Extract to read

Use your ADS Classification Book to determine how great a certain cultivar might be. For example: there are 10 cultivars in the B ID DB category. Blown Dry has 15 wins; Veca Lucia has 16; Ferncliffe Illusion has 17. However, April Dawn in 2013 won a whopping 126 blues or higher. All the others have 0-3 wins each. Factor in the color combinations, which wins were on the West Coast, and which varieties you’ve actually seen at a show or in someone else’s garden. Check the date the variety was introduced. For example, in the 1206 category there are only 3 SC Red blooms that took awards in 2013. Gordie LeRoux’s Kenora Wildfire burned 109 wins; Cynthia Houston nailed 11; AC Kunst won only one. However, AC Kunst was only released in 2014. No one had it yet to show. It will be more telling in the 2015 ADS CB if that number goes up. If you have limited space, check the Fabulous Fifty. These elite cultivars took home 50 or more blues and higher. Order a couple of these that you haven’t grown before. Lastly, check out the three lists collated from the five big competitions in California. (These come out in Feb. and are linked to our previous March newsletters.) They list the win
ningest cultivars in California—always a good indication of what would probably thrive in your garden. Tinnee suggests setting up an XL sheet. I put all my variety names down the left side and then ADS #, form, size, color, and source across the top. At a glance you can see if you lack miniballs or purple dahlias. (A print out of this proves invaluable at shows, too.) Do you fancy a particular type of dahlia? Joan in Monterey adores anemones; she buys every new anemone she can track down. Soc lights up with incurved cacti; I swoon over bizarre novelties. What’s your jones? Feed it safely. Don’t be (overly) beguiled by pretty pictures.

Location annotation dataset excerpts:

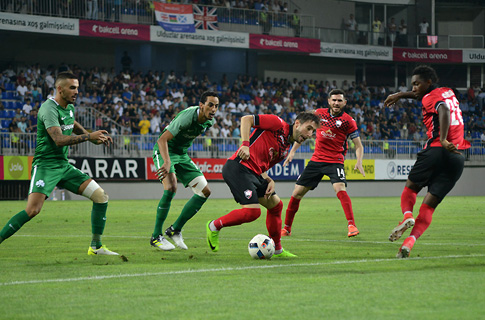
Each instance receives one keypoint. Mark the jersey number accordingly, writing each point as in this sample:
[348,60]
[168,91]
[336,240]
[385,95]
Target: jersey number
[455,112]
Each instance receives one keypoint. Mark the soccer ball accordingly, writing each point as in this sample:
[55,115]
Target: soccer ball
[261,247]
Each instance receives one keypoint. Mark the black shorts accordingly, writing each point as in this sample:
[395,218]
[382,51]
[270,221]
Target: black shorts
[246,186]
[314,172]
[438,169]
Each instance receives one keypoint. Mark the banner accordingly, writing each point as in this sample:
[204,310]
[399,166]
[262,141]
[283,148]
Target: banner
[338,50]
[304,45]
[175,17]
[427,55]
[205,18]
[393,169]
[289,173]
[114,30]
[351,174]
[211,168]
[41,24]
[202,37]
[16,167]
[111,168]
[473,56]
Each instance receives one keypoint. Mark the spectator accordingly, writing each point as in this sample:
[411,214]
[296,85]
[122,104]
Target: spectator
[125,59]
[144,125]
[27,107]
[22,124]
[376,31]
[403,34]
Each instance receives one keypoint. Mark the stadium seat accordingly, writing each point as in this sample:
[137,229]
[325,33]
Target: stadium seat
[6,123]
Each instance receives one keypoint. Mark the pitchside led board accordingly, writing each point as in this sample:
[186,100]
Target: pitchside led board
[16,167]
[351,174]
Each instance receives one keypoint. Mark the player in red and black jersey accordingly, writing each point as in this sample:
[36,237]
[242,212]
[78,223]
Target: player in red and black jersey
[245,173]
[440,164]
[336,127]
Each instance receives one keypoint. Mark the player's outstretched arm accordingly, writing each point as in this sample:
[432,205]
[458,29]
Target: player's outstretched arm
[246,123]
[96,138]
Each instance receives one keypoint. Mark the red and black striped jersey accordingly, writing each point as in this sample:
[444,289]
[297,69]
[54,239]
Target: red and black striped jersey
[268,144]
[332,135]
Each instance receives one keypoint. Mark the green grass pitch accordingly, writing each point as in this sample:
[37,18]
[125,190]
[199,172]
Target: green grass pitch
[45,272]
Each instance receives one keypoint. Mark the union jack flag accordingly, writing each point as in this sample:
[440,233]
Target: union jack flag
[205,18]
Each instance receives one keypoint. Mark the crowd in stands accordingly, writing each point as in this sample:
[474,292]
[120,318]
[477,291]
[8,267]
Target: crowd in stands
[144,103]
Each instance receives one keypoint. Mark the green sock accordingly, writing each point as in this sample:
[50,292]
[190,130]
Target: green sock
[189,210]
[98,221]
[162,212]
[14,224]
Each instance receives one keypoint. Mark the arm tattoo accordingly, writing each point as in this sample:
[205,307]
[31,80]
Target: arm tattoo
[62,140]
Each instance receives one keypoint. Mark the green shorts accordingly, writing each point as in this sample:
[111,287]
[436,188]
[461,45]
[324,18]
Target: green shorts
[184,168]
[45,179]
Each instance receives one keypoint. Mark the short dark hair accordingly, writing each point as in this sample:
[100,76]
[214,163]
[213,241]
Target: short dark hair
[426,73]
[203,97]
[337,91]
[308,116]
[65,75]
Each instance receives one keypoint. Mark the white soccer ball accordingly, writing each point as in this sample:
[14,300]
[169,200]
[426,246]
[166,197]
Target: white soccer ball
[261,247]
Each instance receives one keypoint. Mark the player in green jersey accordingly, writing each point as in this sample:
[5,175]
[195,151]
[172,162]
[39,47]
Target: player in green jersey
[172,163]
[50,166]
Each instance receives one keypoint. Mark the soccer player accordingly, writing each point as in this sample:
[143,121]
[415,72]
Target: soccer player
[245,173]
[50,166]
[172,163]
[440,164]
[336,127]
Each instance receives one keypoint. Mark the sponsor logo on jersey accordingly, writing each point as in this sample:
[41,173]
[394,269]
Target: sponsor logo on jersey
[328,134]
[40,184]
[65,127]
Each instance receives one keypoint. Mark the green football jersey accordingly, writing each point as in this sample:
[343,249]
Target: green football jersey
[185,128]
[51,114]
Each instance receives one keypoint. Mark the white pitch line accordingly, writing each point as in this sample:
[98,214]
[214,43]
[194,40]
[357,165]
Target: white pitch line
[192,271]
[354,240]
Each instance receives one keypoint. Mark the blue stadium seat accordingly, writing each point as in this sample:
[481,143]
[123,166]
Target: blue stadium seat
[6,123]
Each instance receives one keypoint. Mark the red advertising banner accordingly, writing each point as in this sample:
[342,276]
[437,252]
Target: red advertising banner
[91,28]
[211,168]
[260,41]
[427,55]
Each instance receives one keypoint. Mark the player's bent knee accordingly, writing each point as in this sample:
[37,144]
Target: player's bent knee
[94,192]
[198,186]
[99,196]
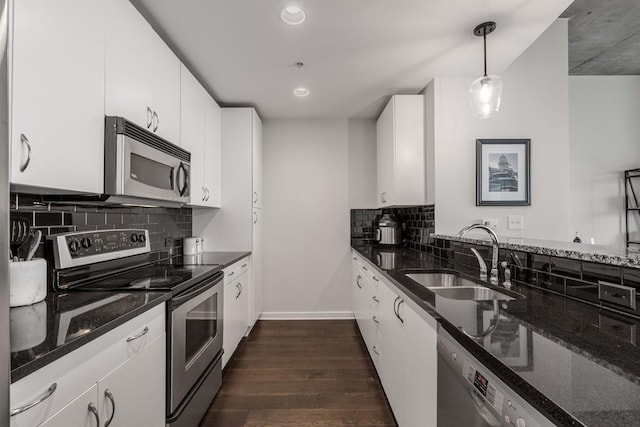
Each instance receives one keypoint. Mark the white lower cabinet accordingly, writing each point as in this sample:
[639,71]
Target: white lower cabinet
[404,339]
[120,401]
[236,307]
[81,412]
[129,361]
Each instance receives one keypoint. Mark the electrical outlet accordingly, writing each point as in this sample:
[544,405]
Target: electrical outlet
[491,222]
[516,222]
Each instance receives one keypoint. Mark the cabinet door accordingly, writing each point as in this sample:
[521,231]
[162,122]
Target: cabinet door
[134,393]
[81,412]
[385,155]
[256,267]
[419,369]
[142,73]
[257,160]
[213,152]
[192,127]
[57,94]
[391,336]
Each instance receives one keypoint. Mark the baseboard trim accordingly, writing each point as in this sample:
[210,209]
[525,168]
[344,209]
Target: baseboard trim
[306,315]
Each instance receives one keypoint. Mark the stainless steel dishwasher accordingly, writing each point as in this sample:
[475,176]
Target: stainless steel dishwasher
[470,395]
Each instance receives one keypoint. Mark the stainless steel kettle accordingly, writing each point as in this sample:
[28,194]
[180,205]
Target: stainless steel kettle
[389,230]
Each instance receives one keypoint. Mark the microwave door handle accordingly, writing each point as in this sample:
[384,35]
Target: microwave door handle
[185,184]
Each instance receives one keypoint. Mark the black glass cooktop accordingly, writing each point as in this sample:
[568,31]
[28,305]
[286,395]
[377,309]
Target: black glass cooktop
[152,277]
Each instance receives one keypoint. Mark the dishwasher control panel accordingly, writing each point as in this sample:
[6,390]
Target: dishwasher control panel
[494,403]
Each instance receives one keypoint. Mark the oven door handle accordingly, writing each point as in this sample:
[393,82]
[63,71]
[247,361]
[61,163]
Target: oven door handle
[194,292]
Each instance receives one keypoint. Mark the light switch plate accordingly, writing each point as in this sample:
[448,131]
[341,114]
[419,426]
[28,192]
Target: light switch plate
[515,222]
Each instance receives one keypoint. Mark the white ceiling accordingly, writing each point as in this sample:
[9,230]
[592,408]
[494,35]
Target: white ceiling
[356,52]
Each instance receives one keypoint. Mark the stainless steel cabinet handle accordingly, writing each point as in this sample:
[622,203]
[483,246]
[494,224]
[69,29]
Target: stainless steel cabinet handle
[25,141]
[45,396]
[94,411]
[140,335]
[398,310]
[109,396]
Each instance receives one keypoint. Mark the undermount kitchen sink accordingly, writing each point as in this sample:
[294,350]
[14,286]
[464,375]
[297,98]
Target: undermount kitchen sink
[439,280]
[476,293]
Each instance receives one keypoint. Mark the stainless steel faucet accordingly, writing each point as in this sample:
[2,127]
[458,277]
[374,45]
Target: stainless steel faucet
[494,255]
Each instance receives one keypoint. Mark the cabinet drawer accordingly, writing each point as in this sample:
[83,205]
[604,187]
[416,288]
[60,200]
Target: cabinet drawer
[82,368]
[236,270]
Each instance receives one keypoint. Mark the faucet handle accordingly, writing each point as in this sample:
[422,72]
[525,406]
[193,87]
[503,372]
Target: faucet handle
[507,274]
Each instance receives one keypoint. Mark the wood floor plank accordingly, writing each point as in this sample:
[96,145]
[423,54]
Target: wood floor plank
[311,373]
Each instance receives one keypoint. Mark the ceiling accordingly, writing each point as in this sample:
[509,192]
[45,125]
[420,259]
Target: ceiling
[604,37]
[356,52]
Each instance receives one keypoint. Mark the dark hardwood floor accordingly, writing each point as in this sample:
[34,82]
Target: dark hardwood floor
[300,373]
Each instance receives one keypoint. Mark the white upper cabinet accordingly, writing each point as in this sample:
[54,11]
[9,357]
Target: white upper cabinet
[142,73]
[200,133]
[401,152]
[213,152]
[257,160]
[192,124]
[57,94]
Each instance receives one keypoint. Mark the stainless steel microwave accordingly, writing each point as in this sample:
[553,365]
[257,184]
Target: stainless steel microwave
[142,168]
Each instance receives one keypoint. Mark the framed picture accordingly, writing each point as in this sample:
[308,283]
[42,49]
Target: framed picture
[502,172]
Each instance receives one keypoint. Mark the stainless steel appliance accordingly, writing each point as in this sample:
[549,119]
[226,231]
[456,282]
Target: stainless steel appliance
[389,230]
[143,166]
[4,220]
[469,394]
[194,312]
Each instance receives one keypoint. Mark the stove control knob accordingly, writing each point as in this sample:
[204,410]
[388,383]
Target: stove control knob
[74,245]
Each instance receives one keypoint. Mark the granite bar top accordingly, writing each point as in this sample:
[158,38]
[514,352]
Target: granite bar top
[43,332]
[576,363]
[581,251]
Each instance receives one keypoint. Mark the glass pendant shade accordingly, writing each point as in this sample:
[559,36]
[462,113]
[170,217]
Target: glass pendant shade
[485,95]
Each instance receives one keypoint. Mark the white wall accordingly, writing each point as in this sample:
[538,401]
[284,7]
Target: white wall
[604,126]
[306,185]
[535,106]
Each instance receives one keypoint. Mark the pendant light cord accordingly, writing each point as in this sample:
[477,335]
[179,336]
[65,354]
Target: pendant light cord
[484,36]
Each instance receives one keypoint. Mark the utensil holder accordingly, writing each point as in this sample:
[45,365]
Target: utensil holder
[27,282]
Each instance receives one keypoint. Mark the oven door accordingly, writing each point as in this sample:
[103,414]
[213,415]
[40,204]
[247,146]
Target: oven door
[195,319]
[143,171]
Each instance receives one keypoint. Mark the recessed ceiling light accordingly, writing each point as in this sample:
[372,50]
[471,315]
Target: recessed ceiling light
[301,92]
[293,15]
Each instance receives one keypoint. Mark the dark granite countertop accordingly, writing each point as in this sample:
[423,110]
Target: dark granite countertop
[577,364]
[43,332]
[38,332]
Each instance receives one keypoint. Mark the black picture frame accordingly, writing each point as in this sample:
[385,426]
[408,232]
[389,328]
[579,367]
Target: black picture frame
[503,172]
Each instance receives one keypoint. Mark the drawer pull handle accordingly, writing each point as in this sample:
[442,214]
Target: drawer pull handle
[25,141]
[94,411]
[140,335]
[109,396]
[45,396]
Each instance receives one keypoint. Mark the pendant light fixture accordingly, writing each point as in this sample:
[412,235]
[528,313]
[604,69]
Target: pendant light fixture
[485,92]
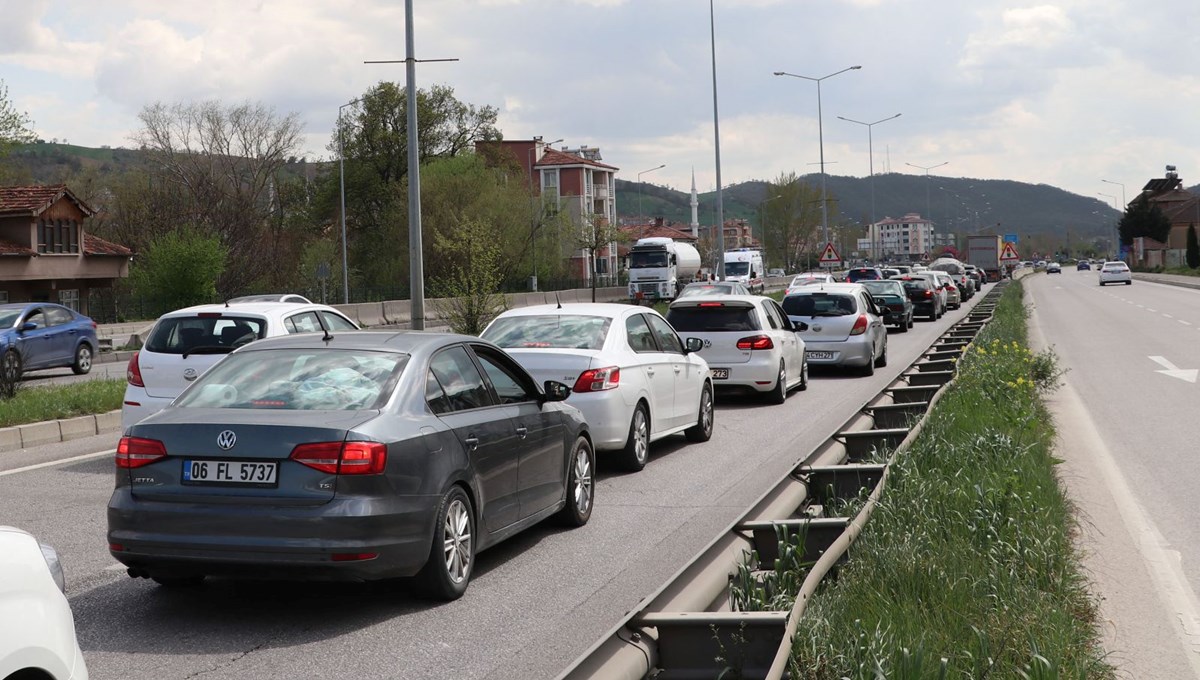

Directions
1 – According to the dahlia text, how many blues or higher did April Dawn win in 2013?
2 – Count the lines in the listing that contain the string "hair", and give only the number.

Responses per task
1 – 126 blues or higher.

2 – 2